=== Do this ===
Pick out every line of the listing below that contains the word "green", and copy each such line.

=== Records provided ===
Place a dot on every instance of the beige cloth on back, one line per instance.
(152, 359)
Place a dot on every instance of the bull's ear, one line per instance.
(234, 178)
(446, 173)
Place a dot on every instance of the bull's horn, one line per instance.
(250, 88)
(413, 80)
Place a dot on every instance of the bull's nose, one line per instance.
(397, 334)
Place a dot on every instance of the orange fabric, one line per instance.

...

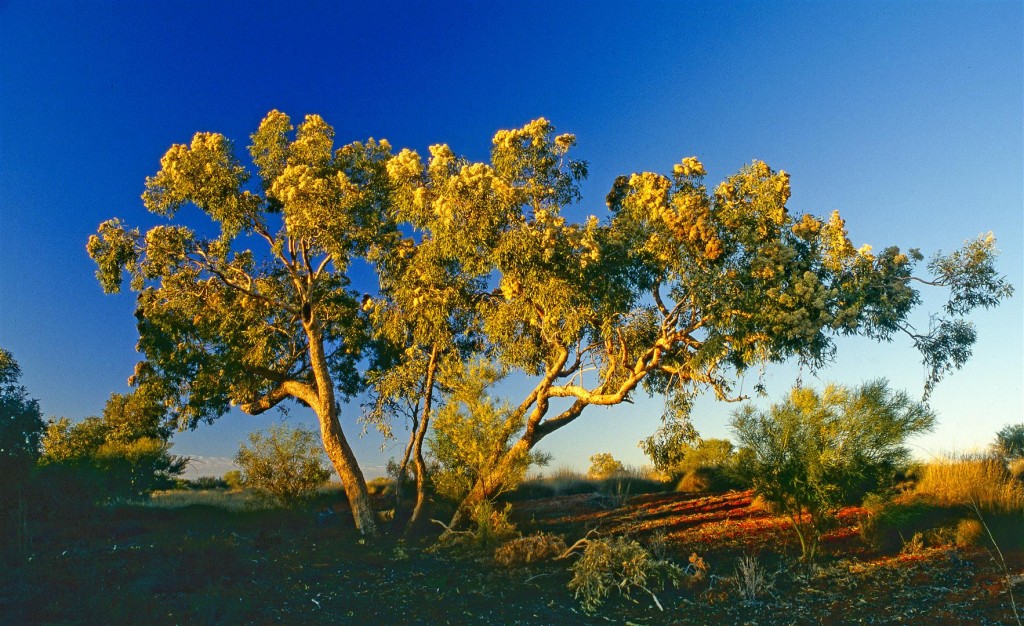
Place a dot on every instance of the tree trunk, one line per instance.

...

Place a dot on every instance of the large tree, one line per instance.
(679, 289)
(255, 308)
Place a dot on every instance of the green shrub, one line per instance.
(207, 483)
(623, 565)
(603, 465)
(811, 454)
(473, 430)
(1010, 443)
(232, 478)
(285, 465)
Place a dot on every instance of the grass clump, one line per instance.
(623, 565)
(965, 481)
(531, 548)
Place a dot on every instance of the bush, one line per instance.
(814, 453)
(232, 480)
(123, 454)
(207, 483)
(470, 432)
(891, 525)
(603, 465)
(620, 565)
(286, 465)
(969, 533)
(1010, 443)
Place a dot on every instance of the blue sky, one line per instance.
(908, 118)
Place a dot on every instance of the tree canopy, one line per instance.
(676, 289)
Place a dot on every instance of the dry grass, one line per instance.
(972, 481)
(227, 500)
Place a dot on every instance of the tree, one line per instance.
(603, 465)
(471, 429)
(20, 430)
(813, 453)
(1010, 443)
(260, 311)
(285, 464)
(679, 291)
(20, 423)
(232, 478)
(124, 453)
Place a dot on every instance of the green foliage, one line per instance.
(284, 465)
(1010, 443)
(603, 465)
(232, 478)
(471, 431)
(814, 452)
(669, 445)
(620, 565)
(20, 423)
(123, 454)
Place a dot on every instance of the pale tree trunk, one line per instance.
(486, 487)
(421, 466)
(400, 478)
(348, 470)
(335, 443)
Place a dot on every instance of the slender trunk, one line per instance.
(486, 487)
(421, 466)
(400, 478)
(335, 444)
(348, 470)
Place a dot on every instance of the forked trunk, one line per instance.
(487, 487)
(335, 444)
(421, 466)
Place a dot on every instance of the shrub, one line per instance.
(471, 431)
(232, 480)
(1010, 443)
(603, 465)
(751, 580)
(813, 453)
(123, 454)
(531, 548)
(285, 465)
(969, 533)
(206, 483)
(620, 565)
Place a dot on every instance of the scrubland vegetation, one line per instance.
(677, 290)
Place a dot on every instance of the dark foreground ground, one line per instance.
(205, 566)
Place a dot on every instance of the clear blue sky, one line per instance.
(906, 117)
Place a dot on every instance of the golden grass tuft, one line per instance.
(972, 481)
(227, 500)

=== Response to this task ===
Place a dot on every instance of the green shrub, one line per instance.
Place a dot on every instance of the green foliage, one line per instance.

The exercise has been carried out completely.